SELECTED TEXT —
## Begin

Zulip Chat Archive

Stream: graph theory

Topic: K4 is planar help

Eavan Pattie (Sep 17 2022 at 18:01):

Hello all! I'm still learning the in's and outs's of lean and it's community, so if this isn't the right place to post this then let me know. I recently set myself the challenge to try to prove a simple statement in lean3, namely that the complete graph on 4 vertices is planar. This is based off of @Vincent Beffara 's definition of planar that I found in an PR linked in this group.

Despite the triviality of the statement, the resulting proof was much longer (and harder) than I expected and it's current form is plagued by deterministic timeout and memory issues. As far as I can tell, the issues stem from my frequent usage of fin_cases, but I am not able to figure out a way around them.

I was wondering if anyone here had any ideas for how to reduce the load on lean?
The proof in it's current form can be found here.
Thanks in advance!

Kevin Buzzard (Sep 17 2022 at 18:12):

Where is the graph_theory.planar import? It's not on master.

Kevin Buzzard (Sep 17 2022 at 18:15):

I think your life would be a bit easier with def K4 := complete_graph (fin 4) rather than def K4 := complete_graph (finset.range 4); complete_graph is expecting to eat a type and you're giving it a quite a complex term which is then being coerced to a type, so you're already doomed to a bit of superfluous jumping through hoops.

## End

DATASET EXCERPTS —

## Begin

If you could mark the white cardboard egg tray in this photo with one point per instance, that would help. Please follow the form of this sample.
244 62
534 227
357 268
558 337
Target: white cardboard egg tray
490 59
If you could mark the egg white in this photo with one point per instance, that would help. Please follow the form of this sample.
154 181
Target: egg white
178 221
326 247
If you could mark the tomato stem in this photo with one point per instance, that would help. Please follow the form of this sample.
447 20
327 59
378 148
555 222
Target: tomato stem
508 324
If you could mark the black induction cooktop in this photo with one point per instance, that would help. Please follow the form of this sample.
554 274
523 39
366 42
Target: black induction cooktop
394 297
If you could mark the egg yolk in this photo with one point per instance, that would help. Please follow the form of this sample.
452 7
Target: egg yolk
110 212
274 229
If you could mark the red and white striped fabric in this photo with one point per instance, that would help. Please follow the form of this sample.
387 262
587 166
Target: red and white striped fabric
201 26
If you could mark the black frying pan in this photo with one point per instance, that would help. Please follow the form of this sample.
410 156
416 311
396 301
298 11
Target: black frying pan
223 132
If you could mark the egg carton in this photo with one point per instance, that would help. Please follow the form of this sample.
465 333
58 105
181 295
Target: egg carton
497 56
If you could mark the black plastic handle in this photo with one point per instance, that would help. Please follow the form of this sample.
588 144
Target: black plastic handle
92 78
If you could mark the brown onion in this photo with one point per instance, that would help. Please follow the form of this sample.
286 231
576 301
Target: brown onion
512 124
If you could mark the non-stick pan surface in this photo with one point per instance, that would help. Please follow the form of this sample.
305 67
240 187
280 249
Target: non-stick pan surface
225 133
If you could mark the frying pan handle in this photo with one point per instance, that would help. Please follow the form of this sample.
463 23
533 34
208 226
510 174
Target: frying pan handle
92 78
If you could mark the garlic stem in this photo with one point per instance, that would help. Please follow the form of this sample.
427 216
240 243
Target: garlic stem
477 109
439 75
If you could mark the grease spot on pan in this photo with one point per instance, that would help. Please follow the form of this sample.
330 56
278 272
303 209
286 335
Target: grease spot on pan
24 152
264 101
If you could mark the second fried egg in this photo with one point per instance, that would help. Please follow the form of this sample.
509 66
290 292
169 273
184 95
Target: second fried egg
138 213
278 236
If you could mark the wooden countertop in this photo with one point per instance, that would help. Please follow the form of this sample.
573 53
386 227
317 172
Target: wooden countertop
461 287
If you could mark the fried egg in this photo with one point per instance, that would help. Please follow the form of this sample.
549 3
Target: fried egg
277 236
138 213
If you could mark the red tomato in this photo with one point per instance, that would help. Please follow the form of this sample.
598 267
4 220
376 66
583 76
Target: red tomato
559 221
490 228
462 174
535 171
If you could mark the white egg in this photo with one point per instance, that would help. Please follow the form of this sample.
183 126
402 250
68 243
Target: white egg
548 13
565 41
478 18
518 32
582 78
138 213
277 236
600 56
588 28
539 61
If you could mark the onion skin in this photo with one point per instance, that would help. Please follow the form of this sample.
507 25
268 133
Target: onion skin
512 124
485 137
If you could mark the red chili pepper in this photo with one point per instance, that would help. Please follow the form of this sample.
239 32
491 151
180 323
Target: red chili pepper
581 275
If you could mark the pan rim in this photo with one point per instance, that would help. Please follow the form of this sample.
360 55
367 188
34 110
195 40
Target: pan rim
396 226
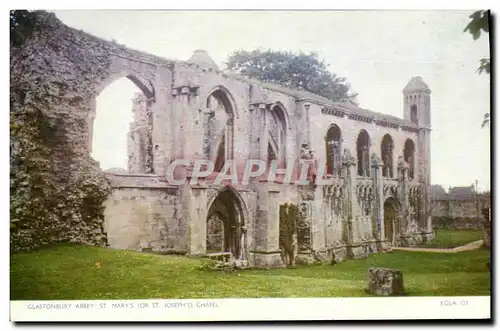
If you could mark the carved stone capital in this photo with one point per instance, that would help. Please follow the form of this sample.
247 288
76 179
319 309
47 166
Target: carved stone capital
402 164
376 162
347 159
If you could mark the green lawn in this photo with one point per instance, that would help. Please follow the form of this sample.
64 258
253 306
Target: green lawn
79 272
454 238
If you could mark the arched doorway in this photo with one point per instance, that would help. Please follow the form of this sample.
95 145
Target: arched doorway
225 225
333 150
276 149
390 219
219 128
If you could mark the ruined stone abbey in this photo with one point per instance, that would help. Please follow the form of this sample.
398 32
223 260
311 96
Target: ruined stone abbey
379 165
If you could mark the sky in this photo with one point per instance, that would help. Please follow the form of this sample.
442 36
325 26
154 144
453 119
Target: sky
377 51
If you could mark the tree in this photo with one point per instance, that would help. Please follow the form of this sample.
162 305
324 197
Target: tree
303 71
480 23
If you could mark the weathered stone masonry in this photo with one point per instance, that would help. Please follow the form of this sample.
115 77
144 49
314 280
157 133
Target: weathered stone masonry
380 164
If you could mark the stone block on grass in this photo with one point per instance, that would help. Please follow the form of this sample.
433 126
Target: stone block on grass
385 282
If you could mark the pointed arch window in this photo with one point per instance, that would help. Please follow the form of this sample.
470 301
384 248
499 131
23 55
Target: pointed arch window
277 136
219 129
333 147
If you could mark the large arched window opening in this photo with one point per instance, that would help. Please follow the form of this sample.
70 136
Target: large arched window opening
119 135
225 225
333 150
409 156
387 148
363 153
219 129
414 114
277 136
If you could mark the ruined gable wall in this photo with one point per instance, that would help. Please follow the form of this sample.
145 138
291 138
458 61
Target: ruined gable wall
59 71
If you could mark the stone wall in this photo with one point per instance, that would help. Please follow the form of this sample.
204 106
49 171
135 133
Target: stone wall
459 213
142 213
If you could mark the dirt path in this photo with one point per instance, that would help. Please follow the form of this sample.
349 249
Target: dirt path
467 247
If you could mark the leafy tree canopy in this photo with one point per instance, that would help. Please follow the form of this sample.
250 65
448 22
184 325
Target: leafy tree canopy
294 70
480 23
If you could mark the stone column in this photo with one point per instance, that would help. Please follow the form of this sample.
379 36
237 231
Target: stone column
306 229
349 169
90 124
404 201
257 132
183 117
194 201
303 124
378 198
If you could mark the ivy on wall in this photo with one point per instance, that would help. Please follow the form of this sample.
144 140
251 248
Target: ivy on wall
56 191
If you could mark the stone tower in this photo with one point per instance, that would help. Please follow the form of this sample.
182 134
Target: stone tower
417 109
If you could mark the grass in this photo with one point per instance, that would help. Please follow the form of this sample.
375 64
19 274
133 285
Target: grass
454 238
80 272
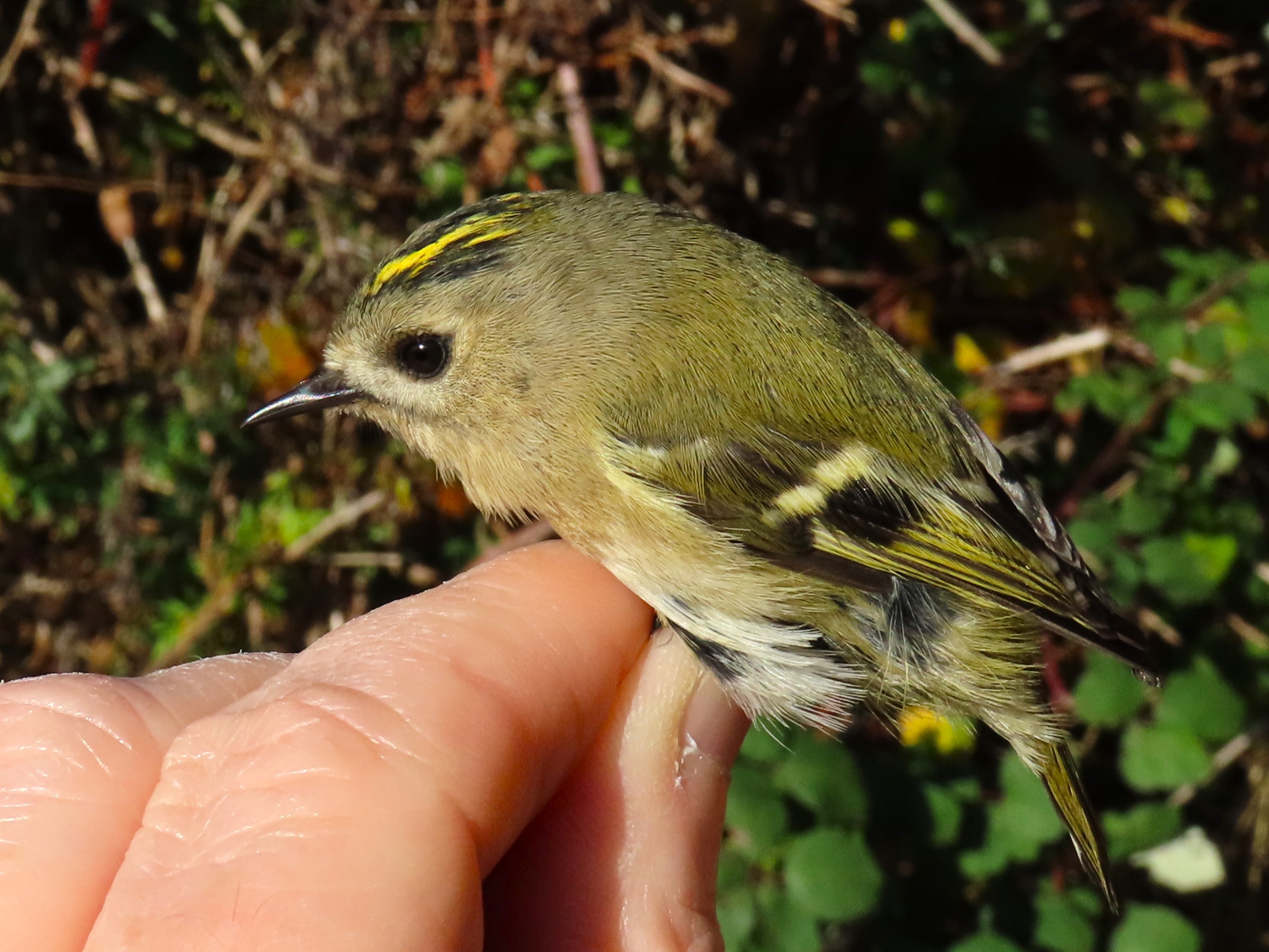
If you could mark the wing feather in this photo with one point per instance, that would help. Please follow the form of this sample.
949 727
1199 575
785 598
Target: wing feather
848 513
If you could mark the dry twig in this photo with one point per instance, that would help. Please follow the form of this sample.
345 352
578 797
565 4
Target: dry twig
1053 351
677 75
217 605
339 520
966 32
117 217
835 9
211 280
22 39
589 176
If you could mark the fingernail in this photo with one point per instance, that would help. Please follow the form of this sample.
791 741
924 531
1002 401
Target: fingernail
714 725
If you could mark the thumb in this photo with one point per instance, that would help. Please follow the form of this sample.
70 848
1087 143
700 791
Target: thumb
626 855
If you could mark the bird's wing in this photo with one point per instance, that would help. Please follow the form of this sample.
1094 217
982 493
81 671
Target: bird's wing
847 512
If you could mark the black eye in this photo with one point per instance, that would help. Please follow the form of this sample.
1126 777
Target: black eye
423 356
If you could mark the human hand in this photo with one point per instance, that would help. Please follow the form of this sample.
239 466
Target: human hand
507 762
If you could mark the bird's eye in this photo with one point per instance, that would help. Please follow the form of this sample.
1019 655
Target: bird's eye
423 356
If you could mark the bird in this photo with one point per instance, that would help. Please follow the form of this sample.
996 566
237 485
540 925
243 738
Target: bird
811 512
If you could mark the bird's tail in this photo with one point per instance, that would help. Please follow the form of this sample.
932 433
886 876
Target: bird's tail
1057 771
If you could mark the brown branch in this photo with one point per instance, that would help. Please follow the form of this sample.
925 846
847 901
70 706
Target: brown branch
1053 351
1112 454
1188 32
589 176
678 77
70 183
835 9
211 280
217 605
966 32
22 39
839 279
339 520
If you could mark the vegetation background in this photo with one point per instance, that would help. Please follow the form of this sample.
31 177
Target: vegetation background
1060 206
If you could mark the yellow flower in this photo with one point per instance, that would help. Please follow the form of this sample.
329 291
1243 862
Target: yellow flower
902 230
950 734
1178 210
967 356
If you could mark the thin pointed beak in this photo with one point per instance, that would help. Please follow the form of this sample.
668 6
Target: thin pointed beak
321 390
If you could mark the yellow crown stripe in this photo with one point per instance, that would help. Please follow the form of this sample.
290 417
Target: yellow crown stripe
490 237
416 261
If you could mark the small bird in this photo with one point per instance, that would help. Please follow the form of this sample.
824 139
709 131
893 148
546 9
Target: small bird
811 512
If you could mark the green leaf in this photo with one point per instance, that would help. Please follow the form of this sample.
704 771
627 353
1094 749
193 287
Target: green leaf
822 775
1061 925
1187 569
542 158
1217 405
738 917
1162 758
1137 301
985 941
1142 513
1202 702
833 874
756 811
1140 828
881 77
1250 370
1018 825
946 813
785 926
1108 695
1149 928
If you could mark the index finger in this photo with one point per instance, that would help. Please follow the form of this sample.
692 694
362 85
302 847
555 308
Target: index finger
358 798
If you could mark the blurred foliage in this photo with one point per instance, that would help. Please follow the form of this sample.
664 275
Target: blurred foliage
1107 179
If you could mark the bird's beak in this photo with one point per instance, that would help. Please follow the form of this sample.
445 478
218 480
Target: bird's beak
321 390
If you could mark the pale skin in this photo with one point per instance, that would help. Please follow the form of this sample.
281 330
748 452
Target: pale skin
505 762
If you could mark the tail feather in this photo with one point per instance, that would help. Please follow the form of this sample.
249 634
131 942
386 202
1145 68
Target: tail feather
1057 771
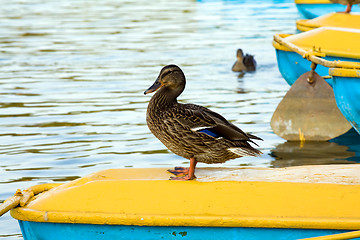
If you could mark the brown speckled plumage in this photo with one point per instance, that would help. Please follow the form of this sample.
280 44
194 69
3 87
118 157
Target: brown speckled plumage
178 126
244 63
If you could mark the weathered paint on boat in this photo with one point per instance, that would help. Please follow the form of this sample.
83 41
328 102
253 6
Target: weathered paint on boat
346 85
343 20
223 203
333 44
315 8
68 231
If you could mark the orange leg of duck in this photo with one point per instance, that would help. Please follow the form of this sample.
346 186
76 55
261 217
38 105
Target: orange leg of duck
348 8
188 173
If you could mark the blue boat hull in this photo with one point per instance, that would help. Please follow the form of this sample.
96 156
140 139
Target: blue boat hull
62 231
347 96
292 66
310 11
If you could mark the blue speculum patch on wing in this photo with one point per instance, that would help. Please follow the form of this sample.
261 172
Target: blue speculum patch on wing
209 132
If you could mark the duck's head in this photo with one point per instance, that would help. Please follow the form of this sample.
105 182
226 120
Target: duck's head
239 54
171 78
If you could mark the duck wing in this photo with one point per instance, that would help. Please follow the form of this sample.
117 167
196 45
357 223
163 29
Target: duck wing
203 120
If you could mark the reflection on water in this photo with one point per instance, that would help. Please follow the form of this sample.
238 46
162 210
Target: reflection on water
341 150
73 75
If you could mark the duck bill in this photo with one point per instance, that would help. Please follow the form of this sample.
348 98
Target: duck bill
154 87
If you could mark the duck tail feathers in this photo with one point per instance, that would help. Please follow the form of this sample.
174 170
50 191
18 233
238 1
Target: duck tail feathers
245 151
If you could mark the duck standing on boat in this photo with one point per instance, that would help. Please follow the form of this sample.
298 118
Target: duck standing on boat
243 63
348 4
192 131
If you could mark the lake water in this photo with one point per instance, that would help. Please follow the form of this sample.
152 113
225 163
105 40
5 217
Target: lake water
73 75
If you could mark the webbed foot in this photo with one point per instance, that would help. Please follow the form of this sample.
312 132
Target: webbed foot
178 171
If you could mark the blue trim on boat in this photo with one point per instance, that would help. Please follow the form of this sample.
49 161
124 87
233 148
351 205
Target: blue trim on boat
347 96
292 66
310 11
68 231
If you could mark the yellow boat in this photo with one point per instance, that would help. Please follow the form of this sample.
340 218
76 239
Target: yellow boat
223 203
342 20
316 8
329 43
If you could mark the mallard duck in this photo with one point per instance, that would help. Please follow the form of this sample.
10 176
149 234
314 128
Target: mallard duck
348 4
243 63
192 131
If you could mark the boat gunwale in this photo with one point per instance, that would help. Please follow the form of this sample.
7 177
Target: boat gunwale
24 214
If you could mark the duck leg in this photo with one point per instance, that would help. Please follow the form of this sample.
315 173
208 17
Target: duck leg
348 8
179 171
188 173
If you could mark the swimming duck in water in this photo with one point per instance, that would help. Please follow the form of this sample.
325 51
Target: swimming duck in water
243 63
348 4
192 131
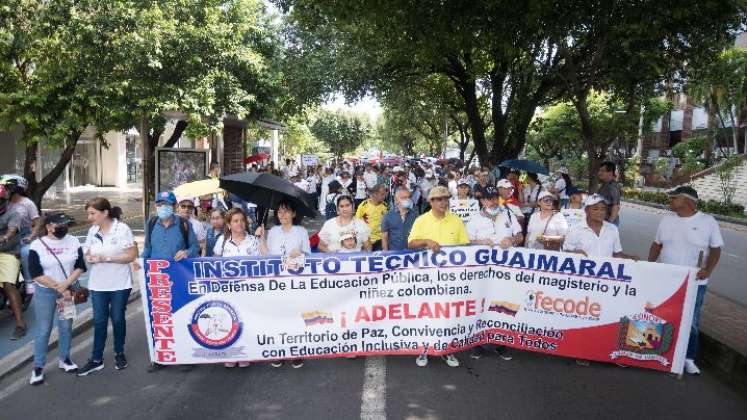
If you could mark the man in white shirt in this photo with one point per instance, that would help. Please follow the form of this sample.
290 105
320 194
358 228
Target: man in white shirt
370 176
493 226
692 239
595 237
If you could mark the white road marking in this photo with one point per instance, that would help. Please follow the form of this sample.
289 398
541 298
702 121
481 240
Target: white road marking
24 379
373 397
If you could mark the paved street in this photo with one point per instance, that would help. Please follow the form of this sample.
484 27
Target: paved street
531 386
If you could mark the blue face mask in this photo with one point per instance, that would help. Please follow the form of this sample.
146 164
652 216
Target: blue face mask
406 204
493 212
165 212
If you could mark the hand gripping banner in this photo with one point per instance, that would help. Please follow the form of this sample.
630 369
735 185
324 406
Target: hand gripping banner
211 310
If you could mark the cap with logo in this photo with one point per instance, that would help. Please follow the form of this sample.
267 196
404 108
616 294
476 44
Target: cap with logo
166 197
594 199
544 194
684 191
504 183
438 192
490 192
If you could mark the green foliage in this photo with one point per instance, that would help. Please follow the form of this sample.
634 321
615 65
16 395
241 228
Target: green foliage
341 132
689 152
722 86
726 172
708 206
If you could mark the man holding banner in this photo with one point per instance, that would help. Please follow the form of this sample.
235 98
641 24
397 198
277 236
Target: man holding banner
434 229
492 226
692 239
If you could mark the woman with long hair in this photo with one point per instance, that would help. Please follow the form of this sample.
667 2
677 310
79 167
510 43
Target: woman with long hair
547 227
109 249
334 229
236 241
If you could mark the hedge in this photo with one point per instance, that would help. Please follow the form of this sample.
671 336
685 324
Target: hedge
708 206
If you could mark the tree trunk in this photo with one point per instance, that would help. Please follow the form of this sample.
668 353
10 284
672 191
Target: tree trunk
181 125
36 190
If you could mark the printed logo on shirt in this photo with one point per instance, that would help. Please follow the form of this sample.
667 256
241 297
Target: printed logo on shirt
644 336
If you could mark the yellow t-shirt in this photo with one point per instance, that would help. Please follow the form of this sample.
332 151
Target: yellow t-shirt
447 231
372 215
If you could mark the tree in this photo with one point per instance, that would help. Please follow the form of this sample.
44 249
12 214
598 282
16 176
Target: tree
516 55
341 132
722 87
66 65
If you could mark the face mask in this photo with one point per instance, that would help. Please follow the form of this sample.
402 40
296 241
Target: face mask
406 204
60 232
165 212
493 212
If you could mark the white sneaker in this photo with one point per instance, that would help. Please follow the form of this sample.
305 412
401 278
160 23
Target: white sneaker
451 360
67 365
691 367
37 376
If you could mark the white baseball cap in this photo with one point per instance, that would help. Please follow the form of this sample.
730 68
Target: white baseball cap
594 199
544 194
504 183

## End

Rewrite the K4 planarity thread, everything from "The proof in" down to "jumping through hoops.", with "superfluous" changed to "unnecessary".

SOLVED EXERCISE —
The proof in it's current form can be found here.
Thanks in advance!

Kevin Buzzard (Sep 17 2022 at 18:12):

Where is the graph_theory.planar import? It's not on master.

Kevin Buzzard (Sep 17 2022 at 18:15):

I think your life would be a bit easier with def K4 := complete_graph (fin 4) rather than def K4 := complete_graph (finset.range 4); complete_graph is expecting to eat a type and you're giving it a quite a complex term which is then being coerced to a type, so you're already doomed to a bit of unnecessary jumping through hoops.